▶ VORLIEGENDER ARTIKEL
Klimaprotest in Brandenburg: Handgemachter Kohleausstieg
Im Jänschwalde haben Aktivist*innen ein Kohlekraftwerk blockiert. Die Anlage sollte trotz hoher Emissionen wieder verstärkt betrieben werden.
Die Nacht liegt über dem etwas nordöstlich von Cottbus gelegenen Jänschwalde, nur die unzähligen Lichter an den Kraftwerksblöcken überstrahlen die Einöde. Eine Person mit Tarnbemalung im Gesicht liegt auf einem Förderband und sagt: „Meine Arme sind angekettet, damit die Blockade länger hält!“ Das zeigen Videoaufnahmen, die Aktivist*innen auf einem Twitter-Account mit dem Namen „Jänschwalde abschalten! Unfreiwillige Feuerwehr“ in den frühen Montagmorgenstunden verbreiten.

▶ ÜBUNGSAUFGABE 1
Bearbeite bitte die Zeilen der Einträge, beginnend bei der Zeile mit „Which region of the image contains the tree“ und endend bei der Zeile mit „top-left (240, 0), bottom-right (633, 348)“, indem du „region“ durch „area“ ersetzt. Gib nur diese Zeilen zurück und lass alles andere unverändert.
Der Artikel und die Einträge haben nichts miteinander zu tun.

▶ BEREITGESTELLTES MATERIAL
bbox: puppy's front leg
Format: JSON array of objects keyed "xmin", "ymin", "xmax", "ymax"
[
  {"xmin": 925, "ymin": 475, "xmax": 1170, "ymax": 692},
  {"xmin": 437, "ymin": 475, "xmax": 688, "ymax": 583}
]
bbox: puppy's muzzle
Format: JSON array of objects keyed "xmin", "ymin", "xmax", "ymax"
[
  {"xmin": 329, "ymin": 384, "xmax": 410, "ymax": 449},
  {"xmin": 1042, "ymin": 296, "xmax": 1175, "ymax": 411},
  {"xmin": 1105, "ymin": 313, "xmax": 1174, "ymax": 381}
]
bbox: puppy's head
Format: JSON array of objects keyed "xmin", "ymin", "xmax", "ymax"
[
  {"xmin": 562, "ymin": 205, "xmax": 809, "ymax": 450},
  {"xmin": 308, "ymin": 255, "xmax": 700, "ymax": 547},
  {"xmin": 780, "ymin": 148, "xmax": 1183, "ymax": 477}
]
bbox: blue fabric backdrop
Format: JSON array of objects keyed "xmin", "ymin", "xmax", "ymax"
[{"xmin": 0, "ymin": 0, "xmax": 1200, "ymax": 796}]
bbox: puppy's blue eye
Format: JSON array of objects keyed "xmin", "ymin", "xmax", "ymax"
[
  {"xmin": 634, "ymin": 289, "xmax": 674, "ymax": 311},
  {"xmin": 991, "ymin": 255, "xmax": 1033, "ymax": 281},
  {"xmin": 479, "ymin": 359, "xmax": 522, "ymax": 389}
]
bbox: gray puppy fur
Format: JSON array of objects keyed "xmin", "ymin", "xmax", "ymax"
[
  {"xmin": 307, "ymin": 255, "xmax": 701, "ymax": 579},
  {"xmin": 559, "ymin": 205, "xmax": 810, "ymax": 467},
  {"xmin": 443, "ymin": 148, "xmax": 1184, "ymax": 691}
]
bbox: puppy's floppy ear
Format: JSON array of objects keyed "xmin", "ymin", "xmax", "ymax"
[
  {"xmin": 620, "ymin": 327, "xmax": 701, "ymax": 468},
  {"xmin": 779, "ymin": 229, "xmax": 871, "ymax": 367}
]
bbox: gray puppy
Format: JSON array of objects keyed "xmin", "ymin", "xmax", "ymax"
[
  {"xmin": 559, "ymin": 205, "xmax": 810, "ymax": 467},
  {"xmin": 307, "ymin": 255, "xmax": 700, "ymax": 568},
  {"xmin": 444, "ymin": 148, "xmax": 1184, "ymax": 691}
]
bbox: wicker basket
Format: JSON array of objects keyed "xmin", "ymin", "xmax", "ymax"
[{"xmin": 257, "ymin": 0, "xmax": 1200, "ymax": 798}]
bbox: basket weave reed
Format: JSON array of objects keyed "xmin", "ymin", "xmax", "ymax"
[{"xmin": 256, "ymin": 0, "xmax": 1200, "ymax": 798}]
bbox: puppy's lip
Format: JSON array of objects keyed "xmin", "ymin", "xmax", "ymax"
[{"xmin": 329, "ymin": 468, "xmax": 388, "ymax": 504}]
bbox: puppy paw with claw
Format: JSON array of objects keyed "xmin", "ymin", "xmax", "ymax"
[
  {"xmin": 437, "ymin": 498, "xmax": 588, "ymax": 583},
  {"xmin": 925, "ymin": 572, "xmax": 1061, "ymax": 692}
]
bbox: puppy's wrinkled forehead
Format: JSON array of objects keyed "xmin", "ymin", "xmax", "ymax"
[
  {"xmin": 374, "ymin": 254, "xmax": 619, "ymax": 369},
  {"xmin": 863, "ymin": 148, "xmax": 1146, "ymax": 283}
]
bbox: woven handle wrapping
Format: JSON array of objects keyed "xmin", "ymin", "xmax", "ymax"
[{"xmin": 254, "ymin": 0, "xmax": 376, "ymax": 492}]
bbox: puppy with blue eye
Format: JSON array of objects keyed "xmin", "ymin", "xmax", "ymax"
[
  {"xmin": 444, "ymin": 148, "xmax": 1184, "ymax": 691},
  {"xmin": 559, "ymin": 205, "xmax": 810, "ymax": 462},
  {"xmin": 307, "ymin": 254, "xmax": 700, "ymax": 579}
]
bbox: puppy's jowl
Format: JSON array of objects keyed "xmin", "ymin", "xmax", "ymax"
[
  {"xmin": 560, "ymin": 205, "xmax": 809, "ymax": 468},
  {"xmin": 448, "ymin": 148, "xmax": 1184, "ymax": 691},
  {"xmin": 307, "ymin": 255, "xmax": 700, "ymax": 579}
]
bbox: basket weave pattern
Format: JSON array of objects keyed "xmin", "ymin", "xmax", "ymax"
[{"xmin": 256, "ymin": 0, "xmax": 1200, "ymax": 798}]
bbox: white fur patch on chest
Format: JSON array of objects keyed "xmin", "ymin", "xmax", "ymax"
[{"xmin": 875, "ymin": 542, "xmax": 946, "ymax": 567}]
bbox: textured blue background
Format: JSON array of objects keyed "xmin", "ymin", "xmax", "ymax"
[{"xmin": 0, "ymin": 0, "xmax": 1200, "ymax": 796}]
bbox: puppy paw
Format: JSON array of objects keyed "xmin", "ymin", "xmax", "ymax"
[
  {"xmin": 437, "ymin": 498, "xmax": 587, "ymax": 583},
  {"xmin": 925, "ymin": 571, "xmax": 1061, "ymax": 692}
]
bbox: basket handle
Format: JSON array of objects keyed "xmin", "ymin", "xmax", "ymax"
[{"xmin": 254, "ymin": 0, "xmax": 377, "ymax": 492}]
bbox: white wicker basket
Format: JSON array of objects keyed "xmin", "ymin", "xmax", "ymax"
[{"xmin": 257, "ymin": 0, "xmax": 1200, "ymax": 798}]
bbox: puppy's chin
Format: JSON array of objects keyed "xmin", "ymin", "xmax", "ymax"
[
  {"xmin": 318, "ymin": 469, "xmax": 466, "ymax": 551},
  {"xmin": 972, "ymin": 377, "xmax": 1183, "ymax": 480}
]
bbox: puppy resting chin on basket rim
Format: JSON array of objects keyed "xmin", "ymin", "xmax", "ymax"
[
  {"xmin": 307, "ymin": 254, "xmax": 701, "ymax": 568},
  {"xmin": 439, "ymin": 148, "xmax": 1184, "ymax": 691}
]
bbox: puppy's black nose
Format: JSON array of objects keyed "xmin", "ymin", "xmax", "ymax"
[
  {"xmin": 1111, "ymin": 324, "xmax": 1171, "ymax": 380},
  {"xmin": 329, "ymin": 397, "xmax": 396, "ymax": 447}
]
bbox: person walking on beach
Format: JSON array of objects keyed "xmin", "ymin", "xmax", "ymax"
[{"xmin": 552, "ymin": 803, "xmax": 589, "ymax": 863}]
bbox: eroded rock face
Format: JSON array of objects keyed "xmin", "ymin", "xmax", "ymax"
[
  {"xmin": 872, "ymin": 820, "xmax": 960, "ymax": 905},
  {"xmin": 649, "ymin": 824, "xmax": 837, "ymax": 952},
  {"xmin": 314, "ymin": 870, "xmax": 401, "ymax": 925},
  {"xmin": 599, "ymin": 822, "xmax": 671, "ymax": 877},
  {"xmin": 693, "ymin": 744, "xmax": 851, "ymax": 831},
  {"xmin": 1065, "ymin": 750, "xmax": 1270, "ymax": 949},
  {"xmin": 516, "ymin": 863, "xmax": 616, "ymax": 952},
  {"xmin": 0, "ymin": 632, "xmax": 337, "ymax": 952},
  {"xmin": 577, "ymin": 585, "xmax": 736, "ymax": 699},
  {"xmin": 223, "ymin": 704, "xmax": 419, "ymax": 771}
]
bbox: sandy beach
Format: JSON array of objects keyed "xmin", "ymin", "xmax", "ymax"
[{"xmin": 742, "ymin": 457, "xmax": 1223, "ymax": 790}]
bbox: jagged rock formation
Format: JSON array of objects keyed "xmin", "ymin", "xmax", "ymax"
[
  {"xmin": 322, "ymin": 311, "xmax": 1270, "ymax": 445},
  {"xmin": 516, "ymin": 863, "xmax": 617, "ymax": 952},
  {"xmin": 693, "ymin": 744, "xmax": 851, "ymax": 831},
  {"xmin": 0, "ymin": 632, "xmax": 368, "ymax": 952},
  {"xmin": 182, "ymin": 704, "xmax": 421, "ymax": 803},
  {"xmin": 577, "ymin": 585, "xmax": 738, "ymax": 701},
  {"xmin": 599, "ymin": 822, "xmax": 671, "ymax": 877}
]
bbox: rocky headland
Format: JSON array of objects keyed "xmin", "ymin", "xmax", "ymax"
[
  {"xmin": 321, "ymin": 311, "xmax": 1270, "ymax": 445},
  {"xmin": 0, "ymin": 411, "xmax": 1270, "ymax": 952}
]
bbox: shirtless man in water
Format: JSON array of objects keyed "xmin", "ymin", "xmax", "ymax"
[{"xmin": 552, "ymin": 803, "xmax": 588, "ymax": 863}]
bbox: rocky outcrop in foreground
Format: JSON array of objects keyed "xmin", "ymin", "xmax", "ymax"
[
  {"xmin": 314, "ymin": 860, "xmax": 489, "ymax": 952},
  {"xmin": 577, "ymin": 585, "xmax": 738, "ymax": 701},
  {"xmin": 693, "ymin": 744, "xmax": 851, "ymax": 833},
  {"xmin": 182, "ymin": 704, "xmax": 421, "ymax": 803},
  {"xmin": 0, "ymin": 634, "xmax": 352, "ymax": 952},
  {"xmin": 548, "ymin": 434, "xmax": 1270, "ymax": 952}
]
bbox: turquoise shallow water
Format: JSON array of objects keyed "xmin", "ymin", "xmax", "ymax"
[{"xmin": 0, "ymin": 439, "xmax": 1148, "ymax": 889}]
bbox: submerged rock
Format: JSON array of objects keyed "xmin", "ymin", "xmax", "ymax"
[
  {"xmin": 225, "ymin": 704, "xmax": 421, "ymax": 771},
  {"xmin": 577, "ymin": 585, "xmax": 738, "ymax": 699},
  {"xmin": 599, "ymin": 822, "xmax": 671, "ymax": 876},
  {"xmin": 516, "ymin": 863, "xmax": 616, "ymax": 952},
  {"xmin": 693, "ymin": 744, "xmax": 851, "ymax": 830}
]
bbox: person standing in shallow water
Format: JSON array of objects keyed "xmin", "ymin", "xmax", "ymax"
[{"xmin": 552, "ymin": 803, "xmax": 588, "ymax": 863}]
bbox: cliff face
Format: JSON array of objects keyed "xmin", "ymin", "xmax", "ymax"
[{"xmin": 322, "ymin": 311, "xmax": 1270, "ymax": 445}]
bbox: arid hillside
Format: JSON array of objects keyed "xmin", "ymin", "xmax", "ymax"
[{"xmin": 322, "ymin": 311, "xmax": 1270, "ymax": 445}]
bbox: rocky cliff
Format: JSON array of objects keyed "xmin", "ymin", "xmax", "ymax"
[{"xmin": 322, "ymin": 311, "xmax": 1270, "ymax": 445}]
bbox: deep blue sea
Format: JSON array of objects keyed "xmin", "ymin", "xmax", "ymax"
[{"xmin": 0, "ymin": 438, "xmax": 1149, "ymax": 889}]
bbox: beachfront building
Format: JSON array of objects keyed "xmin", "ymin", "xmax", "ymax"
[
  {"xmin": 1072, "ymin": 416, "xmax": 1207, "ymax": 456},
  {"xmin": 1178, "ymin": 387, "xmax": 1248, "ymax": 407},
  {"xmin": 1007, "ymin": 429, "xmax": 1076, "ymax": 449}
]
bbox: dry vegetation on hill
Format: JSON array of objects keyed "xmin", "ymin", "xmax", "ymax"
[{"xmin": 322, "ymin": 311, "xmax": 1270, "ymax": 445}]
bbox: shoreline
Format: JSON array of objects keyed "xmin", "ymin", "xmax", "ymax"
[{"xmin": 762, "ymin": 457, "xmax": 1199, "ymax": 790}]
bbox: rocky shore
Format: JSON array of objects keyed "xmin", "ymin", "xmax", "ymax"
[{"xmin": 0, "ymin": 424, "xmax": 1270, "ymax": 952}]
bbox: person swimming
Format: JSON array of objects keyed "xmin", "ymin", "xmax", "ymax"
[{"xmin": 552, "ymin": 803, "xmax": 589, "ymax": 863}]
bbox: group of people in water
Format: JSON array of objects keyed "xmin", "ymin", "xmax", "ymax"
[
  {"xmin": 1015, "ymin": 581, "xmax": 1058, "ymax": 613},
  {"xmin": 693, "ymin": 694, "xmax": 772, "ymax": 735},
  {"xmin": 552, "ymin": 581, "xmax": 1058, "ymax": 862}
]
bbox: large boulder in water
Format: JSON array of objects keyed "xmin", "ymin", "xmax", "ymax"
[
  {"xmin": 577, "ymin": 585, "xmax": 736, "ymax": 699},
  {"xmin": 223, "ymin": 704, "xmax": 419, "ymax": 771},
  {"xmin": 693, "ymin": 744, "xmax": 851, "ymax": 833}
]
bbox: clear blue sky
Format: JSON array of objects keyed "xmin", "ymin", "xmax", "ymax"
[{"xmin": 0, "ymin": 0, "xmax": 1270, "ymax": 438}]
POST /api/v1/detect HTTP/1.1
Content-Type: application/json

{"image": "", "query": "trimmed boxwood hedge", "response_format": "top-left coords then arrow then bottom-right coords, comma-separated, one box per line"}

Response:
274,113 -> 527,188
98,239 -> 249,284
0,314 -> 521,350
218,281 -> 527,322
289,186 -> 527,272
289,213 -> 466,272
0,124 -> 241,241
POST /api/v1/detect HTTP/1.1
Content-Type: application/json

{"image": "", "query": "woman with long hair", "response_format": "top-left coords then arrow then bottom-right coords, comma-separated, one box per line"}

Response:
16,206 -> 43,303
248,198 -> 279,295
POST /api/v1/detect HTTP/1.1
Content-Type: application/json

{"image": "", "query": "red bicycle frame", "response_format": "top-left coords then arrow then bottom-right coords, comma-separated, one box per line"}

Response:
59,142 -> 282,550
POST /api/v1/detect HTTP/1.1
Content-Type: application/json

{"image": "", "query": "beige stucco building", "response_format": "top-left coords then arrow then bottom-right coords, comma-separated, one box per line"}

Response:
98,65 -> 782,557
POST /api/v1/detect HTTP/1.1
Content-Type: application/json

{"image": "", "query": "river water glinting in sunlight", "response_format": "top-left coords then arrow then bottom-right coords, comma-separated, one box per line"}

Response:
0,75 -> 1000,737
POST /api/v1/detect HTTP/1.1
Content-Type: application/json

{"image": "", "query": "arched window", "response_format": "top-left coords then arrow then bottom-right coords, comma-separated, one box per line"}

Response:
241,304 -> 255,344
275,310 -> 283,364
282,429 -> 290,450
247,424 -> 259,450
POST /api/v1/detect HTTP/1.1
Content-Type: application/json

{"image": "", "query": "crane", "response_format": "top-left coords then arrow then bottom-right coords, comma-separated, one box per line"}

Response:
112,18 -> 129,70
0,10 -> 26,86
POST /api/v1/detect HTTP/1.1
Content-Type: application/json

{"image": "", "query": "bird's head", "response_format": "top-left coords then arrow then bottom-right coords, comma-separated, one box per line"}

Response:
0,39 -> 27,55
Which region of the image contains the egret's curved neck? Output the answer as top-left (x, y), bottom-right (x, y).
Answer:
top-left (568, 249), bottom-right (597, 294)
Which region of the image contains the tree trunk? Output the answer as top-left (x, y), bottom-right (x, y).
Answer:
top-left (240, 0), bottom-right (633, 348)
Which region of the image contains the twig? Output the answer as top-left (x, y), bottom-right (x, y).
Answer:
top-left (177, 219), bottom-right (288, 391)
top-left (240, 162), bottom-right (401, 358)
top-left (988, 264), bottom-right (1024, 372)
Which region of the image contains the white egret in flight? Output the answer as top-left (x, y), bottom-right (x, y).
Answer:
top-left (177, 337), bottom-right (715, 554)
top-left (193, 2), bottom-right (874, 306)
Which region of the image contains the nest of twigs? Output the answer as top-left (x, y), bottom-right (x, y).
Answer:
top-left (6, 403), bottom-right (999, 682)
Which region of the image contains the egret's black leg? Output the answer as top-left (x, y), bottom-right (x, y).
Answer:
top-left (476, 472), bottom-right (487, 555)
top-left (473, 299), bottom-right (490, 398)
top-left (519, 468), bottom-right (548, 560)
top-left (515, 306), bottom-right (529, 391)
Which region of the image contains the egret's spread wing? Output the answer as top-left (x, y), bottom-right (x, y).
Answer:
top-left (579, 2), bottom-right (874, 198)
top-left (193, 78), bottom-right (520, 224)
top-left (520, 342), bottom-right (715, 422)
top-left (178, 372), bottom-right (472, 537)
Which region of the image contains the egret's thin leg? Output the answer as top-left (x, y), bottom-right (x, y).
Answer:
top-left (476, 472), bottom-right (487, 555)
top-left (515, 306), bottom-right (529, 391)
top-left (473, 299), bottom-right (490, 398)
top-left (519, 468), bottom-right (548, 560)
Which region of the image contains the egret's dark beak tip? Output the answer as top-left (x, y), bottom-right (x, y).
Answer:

▶ ÜBUNGSAUFGABE 2
Schreib den Artikel über den Klimaprotest in Jänschwalde vollständig und wortgetreu ab.

▶ VOLLSTÄNDIGE ANTWORT 1
Which area of the image contains the tree trunk? Output the answer as top-left (x, y), bottom-right (x, y).
Answer:
top-left (240, 0), bottom-right (633, 348)

▶ VOLLSTÄNDIGE ANTWORT 2
Klimaprotest in Brandenburg: Handgemachter Kohleausstieg
Im Jänschwalde haben Aktivist*innen ein Kohlekraftwerk blockiert. Die Anlage sollte trotz hoher Emissionen wieder verstärkt betrieben werden.
Die Nacht liegt über dem etwas nordöstlich von Cottbus gelegenen Jänschwalde, nur die unzähligen Lichter an den Kraftwerksblöcken überstrahlen die Einöde. Eine Person mit Tarnbemalung im Gesicht liegt auf einem Förderband und sagt: „Meine Arme sind angekettet, damit die Blockade länger hält!“ Das zeigen Videoaufnahmen, die Aktivist*innen auf einem Twitter-Account mit dem Namen „Jänschwalde abschalten! Unfreiwillige Feuerwehr“ in den frühen Montagmorgenstunden verbreiten.